▶ [Your task] How many lines in the listing include the string "below"? Reply with the number alone.

▶ [Records to use]

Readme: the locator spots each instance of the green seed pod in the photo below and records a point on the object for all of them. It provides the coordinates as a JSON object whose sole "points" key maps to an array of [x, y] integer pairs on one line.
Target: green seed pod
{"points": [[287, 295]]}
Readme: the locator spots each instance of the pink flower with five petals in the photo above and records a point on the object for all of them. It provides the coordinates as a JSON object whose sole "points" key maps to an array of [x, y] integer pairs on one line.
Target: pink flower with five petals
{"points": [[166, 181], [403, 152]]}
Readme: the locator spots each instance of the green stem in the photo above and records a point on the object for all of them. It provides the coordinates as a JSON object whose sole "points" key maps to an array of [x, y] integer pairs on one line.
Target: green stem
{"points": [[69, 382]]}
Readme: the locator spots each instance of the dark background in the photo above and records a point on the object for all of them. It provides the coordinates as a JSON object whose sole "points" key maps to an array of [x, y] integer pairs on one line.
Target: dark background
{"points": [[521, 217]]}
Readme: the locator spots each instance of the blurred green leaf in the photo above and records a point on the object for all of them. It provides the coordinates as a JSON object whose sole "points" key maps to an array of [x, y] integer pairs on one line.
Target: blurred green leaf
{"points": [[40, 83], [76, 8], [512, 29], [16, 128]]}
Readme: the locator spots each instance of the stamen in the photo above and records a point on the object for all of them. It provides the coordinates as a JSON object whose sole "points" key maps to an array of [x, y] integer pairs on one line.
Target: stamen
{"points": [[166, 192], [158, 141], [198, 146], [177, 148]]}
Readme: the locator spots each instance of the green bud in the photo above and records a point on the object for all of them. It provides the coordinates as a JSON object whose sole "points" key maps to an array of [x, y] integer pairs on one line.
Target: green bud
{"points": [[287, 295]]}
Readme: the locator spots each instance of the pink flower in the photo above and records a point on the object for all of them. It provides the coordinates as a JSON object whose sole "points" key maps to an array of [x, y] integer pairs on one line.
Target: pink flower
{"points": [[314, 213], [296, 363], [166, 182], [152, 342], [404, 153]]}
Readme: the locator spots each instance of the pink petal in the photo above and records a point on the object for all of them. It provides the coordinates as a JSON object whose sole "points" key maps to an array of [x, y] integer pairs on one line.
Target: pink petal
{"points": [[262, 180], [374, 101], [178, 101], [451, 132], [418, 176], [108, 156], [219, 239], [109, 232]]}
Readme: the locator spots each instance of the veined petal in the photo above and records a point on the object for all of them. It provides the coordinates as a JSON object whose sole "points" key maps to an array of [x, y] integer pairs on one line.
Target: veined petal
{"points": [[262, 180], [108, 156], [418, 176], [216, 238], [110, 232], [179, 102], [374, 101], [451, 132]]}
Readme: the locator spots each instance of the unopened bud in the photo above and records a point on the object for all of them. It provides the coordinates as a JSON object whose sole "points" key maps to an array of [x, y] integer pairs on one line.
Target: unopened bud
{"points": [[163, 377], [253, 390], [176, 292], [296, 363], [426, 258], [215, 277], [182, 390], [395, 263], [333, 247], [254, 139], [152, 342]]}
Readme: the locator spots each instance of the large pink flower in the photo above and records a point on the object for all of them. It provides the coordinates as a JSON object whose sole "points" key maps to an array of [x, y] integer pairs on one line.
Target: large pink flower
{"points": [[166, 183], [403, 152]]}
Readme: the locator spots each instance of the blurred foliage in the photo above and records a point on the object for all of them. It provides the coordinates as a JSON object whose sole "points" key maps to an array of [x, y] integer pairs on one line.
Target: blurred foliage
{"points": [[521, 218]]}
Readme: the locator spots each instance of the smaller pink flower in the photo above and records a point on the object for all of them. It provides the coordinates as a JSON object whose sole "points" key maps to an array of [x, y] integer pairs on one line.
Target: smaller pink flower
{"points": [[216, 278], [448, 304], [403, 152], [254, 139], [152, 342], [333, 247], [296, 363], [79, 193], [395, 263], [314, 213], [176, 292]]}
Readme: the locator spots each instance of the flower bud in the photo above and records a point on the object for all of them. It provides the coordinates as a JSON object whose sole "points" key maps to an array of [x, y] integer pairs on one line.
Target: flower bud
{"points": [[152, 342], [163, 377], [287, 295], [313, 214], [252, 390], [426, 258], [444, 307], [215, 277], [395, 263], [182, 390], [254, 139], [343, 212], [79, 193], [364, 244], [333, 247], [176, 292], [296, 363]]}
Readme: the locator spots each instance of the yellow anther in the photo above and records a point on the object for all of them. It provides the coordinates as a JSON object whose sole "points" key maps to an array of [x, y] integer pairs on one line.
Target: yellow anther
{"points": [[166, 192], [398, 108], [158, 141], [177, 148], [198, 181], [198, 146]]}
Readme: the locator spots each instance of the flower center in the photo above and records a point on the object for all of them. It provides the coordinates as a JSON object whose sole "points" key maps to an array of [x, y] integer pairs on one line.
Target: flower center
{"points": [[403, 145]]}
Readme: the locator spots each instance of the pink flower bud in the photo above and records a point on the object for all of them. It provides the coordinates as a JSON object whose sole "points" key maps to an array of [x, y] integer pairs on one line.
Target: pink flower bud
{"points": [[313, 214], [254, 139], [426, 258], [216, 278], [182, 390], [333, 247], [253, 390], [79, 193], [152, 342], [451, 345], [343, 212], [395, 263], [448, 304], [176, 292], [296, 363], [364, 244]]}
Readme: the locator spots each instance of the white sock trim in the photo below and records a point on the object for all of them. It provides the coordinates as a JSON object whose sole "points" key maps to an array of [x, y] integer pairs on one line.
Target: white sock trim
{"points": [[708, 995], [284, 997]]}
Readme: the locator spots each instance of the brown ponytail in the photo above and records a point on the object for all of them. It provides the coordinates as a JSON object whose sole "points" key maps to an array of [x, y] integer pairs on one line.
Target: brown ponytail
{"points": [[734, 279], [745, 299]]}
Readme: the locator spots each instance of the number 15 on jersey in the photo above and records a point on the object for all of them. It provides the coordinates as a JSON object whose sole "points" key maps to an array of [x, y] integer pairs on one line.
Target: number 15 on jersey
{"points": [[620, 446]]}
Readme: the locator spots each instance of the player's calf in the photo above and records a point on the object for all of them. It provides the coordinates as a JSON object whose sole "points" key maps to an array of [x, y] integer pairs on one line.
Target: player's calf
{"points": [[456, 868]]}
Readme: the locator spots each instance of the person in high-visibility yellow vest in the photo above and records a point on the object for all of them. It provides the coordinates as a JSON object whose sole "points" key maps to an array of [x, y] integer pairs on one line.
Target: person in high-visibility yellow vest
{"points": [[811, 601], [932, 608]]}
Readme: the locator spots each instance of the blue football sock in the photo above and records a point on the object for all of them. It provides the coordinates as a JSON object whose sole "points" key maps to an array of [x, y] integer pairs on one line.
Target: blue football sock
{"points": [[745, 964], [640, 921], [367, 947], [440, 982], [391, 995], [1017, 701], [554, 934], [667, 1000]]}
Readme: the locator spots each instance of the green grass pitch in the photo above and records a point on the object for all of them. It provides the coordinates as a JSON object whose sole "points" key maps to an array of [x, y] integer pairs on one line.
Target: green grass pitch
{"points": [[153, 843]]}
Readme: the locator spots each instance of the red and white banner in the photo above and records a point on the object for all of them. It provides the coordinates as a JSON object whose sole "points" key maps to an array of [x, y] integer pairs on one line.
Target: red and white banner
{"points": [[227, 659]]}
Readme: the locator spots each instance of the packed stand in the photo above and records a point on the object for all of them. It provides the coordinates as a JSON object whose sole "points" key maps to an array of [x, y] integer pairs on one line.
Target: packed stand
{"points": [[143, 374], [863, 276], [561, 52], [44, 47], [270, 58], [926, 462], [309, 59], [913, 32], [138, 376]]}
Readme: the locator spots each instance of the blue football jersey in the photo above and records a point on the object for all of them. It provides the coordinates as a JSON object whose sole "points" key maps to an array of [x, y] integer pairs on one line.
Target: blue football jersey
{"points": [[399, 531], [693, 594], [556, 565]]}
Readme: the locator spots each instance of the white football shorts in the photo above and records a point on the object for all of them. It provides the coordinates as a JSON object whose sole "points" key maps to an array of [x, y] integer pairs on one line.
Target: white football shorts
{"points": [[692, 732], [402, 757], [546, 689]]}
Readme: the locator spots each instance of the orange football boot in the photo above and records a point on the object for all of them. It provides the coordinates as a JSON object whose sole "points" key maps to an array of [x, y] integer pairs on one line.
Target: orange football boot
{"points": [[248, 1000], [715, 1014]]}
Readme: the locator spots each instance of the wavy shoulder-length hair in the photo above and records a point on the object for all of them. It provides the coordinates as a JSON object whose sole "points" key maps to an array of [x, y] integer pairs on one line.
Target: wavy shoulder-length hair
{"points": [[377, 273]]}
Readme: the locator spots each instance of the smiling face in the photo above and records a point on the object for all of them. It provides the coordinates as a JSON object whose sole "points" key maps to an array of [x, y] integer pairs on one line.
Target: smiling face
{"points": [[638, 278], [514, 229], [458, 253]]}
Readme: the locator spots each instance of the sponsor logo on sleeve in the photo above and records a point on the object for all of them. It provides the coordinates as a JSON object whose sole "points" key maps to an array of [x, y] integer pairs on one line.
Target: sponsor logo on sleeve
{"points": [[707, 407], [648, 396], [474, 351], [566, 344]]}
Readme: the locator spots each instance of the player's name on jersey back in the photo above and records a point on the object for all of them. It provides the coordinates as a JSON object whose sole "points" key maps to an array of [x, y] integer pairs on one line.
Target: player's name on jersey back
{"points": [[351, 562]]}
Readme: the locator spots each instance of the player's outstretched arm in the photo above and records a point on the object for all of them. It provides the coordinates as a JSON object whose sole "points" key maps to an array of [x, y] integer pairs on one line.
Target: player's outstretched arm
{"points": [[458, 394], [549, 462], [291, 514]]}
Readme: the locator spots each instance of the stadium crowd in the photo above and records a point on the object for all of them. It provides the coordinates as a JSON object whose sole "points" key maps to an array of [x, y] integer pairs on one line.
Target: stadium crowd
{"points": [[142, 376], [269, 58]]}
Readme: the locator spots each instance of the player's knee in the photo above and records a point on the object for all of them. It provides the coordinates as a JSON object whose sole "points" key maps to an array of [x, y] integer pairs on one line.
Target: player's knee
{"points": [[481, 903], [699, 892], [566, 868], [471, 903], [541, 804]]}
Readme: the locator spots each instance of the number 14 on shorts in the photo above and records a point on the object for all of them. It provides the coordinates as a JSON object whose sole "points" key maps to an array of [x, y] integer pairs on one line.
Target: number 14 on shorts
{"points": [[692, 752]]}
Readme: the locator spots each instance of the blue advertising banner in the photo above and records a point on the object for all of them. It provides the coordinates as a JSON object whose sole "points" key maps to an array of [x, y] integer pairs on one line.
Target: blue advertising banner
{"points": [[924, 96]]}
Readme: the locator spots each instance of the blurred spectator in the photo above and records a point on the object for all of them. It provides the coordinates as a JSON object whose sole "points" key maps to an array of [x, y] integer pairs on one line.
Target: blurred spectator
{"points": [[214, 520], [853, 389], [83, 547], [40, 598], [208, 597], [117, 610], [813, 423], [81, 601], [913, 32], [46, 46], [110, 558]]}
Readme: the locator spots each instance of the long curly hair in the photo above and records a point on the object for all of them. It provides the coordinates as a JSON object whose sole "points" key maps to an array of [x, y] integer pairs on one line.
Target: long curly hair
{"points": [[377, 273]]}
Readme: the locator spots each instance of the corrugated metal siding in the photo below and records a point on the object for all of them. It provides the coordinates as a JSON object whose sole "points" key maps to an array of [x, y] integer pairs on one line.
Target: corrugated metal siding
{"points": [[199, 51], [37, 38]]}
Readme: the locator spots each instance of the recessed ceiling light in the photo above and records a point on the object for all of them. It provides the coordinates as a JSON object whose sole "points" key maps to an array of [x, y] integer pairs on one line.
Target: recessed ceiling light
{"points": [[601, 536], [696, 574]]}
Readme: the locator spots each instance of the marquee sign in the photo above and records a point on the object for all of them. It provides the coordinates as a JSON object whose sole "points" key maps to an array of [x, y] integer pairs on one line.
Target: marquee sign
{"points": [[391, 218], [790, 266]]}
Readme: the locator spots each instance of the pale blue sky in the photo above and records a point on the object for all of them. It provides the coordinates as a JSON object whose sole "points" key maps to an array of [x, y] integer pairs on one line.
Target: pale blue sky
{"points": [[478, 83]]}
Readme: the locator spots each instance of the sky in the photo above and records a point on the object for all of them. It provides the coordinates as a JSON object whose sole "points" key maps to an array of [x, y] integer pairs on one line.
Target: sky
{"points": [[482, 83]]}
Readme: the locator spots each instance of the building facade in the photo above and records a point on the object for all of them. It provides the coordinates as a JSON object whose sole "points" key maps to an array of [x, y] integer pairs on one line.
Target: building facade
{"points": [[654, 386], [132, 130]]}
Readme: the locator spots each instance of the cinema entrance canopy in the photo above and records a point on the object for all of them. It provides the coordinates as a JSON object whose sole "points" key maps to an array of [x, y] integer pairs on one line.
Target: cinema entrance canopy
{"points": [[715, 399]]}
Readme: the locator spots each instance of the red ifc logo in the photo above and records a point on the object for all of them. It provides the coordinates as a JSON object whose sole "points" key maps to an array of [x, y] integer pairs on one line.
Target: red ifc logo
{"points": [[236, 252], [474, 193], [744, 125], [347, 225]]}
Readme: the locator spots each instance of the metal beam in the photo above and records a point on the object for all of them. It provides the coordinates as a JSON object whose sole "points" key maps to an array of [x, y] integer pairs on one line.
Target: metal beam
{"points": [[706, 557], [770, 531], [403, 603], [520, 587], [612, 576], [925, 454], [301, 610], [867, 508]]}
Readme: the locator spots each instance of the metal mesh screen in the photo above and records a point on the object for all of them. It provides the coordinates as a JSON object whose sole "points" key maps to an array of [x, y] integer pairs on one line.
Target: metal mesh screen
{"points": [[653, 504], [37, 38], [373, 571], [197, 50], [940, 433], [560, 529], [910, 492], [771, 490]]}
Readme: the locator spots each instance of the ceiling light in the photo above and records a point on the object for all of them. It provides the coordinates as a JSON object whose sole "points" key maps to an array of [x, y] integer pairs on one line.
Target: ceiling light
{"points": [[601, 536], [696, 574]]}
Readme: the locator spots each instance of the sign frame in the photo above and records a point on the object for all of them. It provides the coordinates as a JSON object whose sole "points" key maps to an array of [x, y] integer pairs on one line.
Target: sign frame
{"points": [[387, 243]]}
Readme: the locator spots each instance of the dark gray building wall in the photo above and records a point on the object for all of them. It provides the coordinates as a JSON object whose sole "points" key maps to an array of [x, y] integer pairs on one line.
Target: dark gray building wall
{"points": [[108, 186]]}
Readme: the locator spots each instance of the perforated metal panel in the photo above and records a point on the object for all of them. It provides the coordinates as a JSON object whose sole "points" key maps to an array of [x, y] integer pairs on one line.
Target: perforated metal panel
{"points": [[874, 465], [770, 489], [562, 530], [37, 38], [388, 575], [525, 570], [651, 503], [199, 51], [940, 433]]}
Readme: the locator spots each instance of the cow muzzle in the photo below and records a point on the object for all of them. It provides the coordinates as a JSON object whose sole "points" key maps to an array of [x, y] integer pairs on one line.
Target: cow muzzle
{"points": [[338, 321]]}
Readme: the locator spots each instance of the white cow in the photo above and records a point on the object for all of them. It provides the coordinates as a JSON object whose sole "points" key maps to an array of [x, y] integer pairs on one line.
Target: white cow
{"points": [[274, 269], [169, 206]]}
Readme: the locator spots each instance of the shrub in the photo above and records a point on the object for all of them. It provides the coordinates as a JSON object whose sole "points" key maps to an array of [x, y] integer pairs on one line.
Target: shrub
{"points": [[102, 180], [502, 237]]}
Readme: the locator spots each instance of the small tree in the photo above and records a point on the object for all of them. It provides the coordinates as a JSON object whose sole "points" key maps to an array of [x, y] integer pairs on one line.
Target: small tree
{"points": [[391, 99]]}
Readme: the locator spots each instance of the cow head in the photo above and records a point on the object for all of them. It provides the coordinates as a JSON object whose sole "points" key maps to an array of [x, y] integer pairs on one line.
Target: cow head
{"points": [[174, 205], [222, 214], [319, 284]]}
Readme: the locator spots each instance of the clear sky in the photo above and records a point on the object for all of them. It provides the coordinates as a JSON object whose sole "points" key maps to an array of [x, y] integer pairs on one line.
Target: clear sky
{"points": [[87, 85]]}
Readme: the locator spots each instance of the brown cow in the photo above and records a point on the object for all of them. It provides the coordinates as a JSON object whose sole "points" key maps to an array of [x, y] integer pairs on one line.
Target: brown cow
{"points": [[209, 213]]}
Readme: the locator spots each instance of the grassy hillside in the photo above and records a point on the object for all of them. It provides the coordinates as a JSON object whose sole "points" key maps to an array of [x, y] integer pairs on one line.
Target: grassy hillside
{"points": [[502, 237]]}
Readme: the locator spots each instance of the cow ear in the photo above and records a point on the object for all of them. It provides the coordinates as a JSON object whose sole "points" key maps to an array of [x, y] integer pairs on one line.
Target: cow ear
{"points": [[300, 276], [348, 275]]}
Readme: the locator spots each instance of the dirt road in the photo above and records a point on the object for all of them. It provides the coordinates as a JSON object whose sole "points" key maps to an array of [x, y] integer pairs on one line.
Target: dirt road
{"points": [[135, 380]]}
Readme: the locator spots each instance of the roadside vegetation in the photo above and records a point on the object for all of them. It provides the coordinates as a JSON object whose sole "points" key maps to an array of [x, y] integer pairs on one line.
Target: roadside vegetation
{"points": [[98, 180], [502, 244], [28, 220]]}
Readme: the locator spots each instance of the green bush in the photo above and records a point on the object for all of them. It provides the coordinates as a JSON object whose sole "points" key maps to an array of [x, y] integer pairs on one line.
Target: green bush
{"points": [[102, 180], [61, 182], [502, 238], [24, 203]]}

▶ [Task result] 4